**Instructions to follow:** Edit everything from the line containing "point: the rocky cliff" down to the end of the rows, changing "soil" to "earth" and keeping all else unchanged.

___ Supplied records ___

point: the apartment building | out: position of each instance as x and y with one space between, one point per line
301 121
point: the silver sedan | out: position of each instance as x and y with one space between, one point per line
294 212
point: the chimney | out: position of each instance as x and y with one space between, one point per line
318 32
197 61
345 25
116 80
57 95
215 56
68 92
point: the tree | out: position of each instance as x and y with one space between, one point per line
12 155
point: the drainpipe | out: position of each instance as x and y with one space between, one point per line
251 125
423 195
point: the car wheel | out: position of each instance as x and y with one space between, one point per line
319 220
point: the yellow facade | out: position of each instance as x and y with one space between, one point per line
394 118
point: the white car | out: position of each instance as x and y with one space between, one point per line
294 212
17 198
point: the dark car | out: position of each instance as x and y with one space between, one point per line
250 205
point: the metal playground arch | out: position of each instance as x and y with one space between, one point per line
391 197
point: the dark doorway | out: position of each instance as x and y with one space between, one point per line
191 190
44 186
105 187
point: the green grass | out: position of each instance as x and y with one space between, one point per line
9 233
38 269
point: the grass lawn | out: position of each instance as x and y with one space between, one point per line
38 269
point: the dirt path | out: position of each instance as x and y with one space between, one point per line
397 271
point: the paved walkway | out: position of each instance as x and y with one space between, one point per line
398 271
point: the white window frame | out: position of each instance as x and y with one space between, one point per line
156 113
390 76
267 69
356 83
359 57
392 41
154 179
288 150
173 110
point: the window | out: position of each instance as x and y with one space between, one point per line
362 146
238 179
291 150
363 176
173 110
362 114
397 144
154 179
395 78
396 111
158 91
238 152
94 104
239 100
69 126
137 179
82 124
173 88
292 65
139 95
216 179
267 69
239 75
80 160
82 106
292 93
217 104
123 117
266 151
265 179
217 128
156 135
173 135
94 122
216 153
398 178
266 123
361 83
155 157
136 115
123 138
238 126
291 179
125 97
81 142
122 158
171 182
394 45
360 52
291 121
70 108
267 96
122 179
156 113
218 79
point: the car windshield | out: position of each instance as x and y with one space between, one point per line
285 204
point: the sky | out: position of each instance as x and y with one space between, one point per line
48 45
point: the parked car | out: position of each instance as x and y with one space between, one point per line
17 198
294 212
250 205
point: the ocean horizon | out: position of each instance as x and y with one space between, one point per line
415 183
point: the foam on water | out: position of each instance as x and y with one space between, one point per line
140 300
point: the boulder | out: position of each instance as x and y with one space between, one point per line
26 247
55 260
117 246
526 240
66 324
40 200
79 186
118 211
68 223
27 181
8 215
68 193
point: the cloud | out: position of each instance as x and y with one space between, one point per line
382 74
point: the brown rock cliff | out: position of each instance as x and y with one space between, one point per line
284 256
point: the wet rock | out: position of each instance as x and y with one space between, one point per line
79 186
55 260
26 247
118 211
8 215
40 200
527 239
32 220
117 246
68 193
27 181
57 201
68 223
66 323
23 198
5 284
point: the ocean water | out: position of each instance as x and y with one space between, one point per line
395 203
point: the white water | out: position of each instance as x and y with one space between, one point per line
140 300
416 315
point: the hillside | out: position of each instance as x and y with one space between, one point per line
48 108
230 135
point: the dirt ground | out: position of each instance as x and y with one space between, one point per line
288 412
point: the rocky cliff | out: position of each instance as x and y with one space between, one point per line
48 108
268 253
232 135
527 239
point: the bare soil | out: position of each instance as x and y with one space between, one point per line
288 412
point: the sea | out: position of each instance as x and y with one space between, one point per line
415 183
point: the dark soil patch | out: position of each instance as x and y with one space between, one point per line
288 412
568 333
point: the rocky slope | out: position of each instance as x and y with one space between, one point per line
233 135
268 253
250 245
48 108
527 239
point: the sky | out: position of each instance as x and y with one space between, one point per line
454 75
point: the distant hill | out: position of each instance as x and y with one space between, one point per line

___

**Result for this task:**
point: the rocky cliff | out: position of each instance as x and y with one space between, one point per line
48 108
268 253
232 135
527 239
point: the bare earth | out: position of each instance as x and y with one space between, one point per line
288 412
point: the sea | out: position of each instance as x and y with one space between, one point per line
415 183
point: the dark earth patch | out: position of each instance as x and y with one space between, one point per line
288 412
568 333
point: the rocky slope | out: position of each instance as x and y with one space between, one point per line
233 135
268 253
250 245
48 108
527 239
point: the sky | out: position of each instance as x and y with one space between, one point per line
454 75
point: the distant hill | out: position of each instance as x and y with one space between, one point per line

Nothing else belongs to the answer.